Instrucción escrita 1:
Reproduce sin cambios las líneas de las entradas desde la que contiene "find the nose" hasta la que contiene "left=426, top=333, right=612, bottom=366", ambas incluidas.

Periodista, ensayista, novelista, la pluma y la inteligencia convivieron siempre de manera armónica y natural en ella; incansable en su hacer epistolar y en su producción articulista; una mujer, en suma, de esas hechas a sí misma... pero de hace casi siglo y medio.
Tuvo, y no fue la única ocasión en que mojó su pluma a favor de la fiesta nacional, la ocasión de responder a un escrito que desde Estados Unidos de América le enviaron criticando a España so pretexto de las fiestas de toros y su supuesta barbarie. El artículo con que responde aporta un buen número de puntos de enorme interés, especialmente si lo situamos en la España de su momento, precisamente antes del desastre del 98, motivado, en gran parte, casi en exclusiva, por la intervención americana en los asuntos nacionales de ultramar.
En primer lugar, por ser de autoría femenina, cuando en nuestro país se tenía por "rara avis" a cualquier mujer que proclamara sus ideas en público, especialmente si tenían que ver con la política o el orden social. Pues recordemos, para una buena sección de incultivados radicales, que en la España de esos años son muchas las mujeres que, como la Pardo Bazán, intervenían en la vida pública a pesar de no haber logrado aun emanciparse socialmente del varón. Una mujer, además, escribiendo a favor de la fiesta, realzando la presencia femenina en la fiesta... ¡eso seguro que levantará ampollas en más de un radical antitaurino!, lanzando por tierra su tópico de que la fiesta es machista. La gran presencia femenina como publico, como afición, pero también como protagonista, ha sido, en muy buena medida, ignorada hoy y lo ha sido siempre.
Como bien recuerda la noble coruñesa, lo de matar indios Sioux era baladí; lo importante era atacar a España por la lidia de reses bravas... Unos Estados Unidos, a los que hoy nos rendimos con humillante delectación en lo cultural y en lo económico, que no dudaron en comenzar dos años más tarde una guerra contra la propia España, con afanes imperialistas, como antes habían hecho contra Méjico (cuyos territorios legítimos casi ocupaban dos tercios de la actual extensión de los USA), so pena de no sé qué agravios a los naturales cubanos y la vileza moral (más para ellos mismos y su propia historia) del auto-hundimiento del crucero acorazado Maine.

Datos de trabajo:

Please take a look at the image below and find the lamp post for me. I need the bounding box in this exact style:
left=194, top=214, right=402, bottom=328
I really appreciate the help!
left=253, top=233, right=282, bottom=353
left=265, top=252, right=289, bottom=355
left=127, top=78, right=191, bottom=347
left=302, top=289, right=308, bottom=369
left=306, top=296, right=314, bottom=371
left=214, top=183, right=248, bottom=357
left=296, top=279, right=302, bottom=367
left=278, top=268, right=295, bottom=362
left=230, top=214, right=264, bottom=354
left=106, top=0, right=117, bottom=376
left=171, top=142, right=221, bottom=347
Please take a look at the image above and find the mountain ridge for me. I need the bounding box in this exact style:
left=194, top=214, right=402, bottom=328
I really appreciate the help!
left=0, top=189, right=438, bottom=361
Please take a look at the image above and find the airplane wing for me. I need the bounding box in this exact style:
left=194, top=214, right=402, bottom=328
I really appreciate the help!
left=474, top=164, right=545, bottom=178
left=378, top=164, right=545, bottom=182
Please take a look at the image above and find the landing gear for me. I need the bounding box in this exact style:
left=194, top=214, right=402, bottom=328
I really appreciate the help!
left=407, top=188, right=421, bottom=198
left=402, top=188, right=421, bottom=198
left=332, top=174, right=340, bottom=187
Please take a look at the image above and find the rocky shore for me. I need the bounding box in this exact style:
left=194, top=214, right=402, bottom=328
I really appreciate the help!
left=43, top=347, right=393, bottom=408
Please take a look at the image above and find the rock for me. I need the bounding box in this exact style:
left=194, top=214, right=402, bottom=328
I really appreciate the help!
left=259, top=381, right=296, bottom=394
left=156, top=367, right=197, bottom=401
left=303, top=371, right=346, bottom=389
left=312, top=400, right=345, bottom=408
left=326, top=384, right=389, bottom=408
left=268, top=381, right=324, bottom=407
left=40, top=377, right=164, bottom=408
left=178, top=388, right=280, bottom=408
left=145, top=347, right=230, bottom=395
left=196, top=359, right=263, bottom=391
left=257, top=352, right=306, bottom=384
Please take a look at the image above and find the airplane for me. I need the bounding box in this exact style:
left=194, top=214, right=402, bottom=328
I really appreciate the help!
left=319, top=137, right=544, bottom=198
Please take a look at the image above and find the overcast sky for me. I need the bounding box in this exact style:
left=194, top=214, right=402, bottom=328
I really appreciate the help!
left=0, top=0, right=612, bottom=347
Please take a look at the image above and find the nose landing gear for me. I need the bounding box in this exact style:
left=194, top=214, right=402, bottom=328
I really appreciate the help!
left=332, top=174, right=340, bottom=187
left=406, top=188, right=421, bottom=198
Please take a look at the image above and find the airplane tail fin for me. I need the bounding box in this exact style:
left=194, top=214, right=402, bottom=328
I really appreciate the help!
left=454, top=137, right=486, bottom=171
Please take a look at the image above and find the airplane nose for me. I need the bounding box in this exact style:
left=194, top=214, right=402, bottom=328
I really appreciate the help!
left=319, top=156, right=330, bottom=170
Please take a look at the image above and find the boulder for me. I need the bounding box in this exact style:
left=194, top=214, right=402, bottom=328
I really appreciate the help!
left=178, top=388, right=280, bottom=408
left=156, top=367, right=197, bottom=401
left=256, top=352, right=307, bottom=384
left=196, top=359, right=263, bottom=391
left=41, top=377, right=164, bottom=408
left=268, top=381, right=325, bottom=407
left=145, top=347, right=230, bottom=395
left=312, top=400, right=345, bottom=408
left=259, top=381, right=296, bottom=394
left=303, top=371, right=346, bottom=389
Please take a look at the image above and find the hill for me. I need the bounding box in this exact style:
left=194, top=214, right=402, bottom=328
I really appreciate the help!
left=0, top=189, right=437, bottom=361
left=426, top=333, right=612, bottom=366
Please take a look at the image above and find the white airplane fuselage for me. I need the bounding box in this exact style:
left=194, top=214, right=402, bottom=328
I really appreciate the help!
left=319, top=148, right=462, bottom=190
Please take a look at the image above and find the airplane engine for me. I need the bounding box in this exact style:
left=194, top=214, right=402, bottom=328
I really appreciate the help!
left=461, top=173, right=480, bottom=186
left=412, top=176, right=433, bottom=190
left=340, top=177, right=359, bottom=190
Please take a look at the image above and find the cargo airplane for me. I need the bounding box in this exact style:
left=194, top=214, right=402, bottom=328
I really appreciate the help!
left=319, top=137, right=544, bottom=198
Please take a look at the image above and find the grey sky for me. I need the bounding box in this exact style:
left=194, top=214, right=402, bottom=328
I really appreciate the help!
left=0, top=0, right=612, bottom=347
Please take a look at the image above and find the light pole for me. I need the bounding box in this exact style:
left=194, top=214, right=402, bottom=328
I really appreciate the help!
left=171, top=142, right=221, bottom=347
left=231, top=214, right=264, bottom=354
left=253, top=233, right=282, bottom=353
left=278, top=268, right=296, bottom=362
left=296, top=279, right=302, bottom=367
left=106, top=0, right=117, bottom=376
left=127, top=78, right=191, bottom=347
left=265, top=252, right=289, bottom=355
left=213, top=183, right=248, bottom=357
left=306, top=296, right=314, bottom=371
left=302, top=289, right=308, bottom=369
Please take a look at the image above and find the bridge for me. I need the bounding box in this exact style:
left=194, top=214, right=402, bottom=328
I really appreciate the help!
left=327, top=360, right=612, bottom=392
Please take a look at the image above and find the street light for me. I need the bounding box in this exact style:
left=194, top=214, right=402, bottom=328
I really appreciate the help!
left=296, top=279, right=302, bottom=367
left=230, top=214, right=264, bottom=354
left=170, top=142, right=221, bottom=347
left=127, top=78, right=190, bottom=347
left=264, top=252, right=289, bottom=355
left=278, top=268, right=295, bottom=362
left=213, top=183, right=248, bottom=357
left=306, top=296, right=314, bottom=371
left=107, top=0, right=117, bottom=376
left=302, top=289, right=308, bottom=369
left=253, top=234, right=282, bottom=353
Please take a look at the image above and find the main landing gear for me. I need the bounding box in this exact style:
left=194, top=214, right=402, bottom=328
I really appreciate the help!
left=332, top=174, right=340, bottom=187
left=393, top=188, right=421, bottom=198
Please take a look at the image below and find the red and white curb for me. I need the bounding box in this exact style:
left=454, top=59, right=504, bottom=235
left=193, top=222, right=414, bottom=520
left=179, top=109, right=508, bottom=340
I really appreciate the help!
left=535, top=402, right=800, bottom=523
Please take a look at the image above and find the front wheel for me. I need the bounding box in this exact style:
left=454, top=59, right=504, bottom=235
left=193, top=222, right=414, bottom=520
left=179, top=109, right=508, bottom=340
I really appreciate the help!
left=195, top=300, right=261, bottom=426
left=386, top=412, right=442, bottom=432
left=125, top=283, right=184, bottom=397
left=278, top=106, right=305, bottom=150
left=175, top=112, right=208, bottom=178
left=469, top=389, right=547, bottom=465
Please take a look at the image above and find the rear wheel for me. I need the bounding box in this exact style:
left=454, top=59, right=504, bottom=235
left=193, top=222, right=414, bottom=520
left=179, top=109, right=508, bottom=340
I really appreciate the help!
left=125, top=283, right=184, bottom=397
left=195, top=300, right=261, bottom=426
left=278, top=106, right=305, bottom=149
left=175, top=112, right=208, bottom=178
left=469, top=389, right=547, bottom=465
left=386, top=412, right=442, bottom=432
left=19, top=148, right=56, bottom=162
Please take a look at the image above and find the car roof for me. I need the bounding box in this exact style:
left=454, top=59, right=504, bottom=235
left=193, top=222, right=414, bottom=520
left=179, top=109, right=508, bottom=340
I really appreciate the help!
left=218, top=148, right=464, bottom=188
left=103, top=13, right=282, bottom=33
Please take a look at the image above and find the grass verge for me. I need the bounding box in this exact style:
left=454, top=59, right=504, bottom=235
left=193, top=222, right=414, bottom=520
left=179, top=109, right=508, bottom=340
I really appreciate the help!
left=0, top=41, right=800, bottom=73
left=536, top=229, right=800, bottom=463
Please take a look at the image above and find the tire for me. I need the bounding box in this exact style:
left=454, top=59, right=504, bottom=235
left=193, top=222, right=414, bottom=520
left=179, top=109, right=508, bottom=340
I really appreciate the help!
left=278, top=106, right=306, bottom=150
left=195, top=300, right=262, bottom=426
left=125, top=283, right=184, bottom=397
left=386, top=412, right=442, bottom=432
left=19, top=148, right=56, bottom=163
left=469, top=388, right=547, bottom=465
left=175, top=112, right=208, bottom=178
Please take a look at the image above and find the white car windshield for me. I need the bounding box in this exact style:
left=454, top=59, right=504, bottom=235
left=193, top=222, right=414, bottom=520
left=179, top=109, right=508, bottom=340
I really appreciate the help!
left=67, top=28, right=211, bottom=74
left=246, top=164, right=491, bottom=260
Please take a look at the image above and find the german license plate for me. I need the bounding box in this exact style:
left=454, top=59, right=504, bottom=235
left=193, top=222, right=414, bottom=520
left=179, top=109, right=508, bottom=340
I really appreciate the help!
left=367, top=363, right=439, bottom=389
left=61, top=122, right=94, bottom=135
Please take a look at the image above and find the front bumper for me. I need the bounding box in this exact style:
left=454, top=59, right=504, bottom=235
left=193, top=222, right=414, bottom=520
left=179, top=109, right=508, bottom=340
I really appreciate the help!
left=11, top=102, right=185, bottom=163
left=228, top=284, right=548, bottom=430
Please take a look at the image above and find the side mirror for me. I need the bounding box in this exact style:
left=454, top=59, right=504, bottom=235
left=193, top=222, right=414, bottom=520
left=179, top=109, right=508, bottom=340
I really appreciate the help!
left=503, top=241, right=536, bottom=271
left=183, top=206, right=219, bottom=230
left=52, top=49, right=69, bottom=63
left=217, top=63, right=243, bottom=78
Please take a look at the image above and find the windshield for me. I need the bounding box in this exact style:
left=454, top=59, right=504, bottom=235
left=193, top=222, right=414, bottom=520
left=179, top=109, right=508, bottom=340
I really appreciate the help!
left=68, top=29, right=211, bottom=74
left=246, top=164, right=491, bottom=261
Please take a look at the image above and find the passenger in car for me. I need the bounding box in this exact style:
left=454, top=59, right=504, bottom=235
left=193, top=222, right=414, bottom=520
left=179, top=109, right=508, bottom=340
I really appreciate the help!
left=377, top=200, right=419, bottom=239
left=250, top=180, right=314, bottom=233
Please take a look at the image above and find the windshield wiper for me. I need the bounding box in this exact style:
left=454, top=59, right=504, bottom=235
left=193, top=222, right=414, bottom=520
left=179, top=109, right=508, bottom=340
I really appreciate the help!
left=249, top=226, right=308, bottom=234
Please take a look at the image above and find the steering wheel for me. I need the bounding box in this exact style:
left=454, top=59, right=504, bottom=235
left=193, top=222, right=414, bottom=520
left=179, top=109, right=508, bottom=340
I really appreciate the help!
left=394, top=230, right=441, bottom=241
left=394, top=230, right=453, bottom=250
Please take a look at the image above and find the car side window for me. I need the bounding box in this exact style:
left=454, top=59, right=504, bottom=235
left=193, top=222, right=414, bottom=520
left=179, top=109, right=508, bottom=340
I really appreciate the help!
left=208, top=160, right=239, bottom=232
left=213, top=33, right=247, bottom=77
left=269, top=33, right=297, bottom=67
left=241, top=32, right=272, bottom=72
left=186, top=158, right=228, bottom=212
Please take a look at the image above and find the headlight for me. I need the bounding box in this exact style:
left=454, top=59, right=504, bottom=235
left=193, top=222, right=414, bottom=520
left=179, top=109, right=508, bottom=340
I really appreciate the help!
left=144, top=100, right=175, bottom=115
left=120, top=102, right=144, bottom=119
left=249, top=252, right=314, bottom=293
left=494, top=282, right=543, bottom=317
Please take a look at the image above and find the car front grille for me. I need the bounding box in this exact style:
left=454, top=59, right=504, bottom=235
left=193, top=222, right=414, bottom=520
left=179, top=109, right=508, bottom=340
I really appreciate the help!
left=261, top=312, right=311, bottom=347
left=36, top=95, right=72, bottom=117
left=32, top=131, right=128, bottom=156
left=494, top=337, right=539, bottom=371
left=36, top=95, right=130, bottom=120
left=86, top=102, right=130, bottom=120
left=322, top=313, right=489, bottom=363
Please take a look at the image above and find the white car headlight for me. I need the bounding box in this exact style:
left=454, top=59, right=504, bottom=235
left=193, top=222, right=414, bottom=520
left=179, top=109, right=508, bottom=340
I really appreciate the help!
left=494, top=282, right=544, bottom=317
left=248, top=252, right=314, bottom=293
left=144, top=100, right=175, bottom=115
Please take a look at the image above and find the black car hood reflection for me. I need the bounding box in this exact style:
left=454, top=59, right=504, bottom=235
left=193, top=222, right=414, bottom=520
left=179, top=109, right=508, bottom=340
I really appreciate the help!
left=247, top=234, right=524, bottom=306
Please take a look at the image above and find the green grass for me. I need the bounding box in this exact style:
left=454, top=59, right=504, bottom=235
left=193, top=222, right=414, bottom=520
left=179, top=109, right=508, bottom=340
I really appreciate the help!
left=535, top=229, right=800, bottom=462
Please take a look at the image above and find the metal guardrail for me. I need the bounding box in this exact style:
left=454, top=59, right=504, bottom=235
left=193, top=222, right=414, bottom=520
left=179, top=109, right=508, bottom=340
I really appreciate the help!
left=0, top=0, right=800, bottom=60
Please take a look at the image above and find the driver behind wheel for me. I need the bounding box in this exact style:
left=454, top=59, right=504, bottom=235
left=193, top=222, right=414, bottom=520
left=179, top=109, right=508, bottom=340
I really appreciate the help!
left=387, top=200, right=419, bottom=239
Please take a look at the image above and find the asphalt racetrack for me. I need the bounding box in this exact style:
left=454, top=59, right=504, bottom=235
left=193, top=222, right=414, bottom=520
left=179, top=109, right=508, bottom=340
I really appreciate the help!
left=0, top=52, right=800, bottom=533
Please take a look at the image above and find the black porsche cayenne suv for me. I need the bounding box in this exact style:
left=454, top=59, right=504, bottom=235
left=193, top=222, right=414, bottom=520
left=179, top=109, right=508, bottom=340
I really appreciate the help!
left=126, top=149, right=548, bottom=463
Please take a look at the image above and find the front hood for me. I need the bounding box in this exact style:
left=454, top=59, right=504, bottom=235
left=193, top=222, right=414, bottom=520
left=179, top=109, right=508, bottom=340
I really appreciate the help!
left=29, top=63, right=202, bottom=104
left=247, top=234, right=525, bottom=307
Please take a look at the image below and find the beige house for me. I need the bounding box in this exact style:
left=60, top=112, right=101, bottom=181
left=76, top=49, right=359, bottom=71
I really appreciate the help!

Instrucción escrita 2:
Prosigue el texto sobre Pardo Bazán y la defensa de la fiesta de los toros a partir de donde se interrumpe.

Respuesta escrita 1:
Please take a look at the image above and find the nose landing gear for me. I need the bounding box in this exact style:
left=194, top=214, right=402, bottom=328
I really appreciate the help!
left=332, top=174, right=340, bottom=187
left=406, top=188, right=421, bottom=198
Please take a look at the image above and find the airplane tail fin for me. I need the bounding box in this exact style:
left=194, top=214, right=402, bottom=328
I really appreciate the help!
left=454, top=137, right=486, bottom=171
Please take a look at the image above and find the airplane nose for me. I need the bounding box in this exact style:
left=194, top=214, right=402, bottom=328
I really appreciate the help!
left=319, top=156, right=330, bottom=170
Please take a look at the image above and find the boulder for me. I need the bounding box in this exact style:
left=194, top=214, right=402, bottom=328
I really appreciate the help!
left=178, top=388, right=280, bottom=408
left=156, top=367, right=197, bottom=401
left=256, top=352, right=307, bottom=384
left=196, top=359, right=263, bottom=391
left=41, top=377, right=164, bottom=408
left=268, top=381, right=325, bottom=407
left=145, top=347, right=230, bottom=395
left=312, top=400, right=345, bottom=408
left=259, top=381, right=296, bottom=394
left=303, top=371, right=346, bottom=389
Please take a look at the image above and find the hill for me. I need the bounding box in this exact style:
left=194, top=214, right=402, bottom=328
I really appreciate the help!
left=0, top=189, right=437, bottom=361
left=426, top=333, right=612, bottom=366

Respuesta escrita 2:
Siendo norteamericana la autora del panfleto anti-español, quizá, además, convendría recordar las pulsiones racistas que imperaban en aquellos momentos en una muy buena parte de la sociedad norteamericana, especialmente contra negros e indios, pero también contra inmigrantes de determinadas procedencias (chinos o italianos, por ejemplo...), de ahí que resulte muy convincente la tesis de la Pardo Bazán a favor de la fiesta. En efecto, efectiva y saludablemente, el espectáculo taurino da salida al anhelo "de lucha" en el pueblo mediante la lidia frente a un animal (no frente a otro ser humano), siempre supervisado y controlado por el poder político, que mitiga esa realidad social tan grave como la lucha entre seres humanos por cuestiones racistas. La fiesta ha sido, y sigue siendo, una válvula de escape de posibles tensiones, propiciada en sociedades como la nuestra mucho más tolerantes y abiertas que las anglosajonas, y que en Norteamérica derivaron en el exterminio casi absoluto de los indígenas, la segregación racial de negros (casi hasta nuestros días) o la exclusión de determinadas poblaciones inmigrantes (como los católicos, sin ir más lejos, aunque éstos ya se encuentren plenamente integrados en el sistema). Basta con mirar los informativos de hace tan sólo una semana en todo el mundo sobre los sucesos de Dallas...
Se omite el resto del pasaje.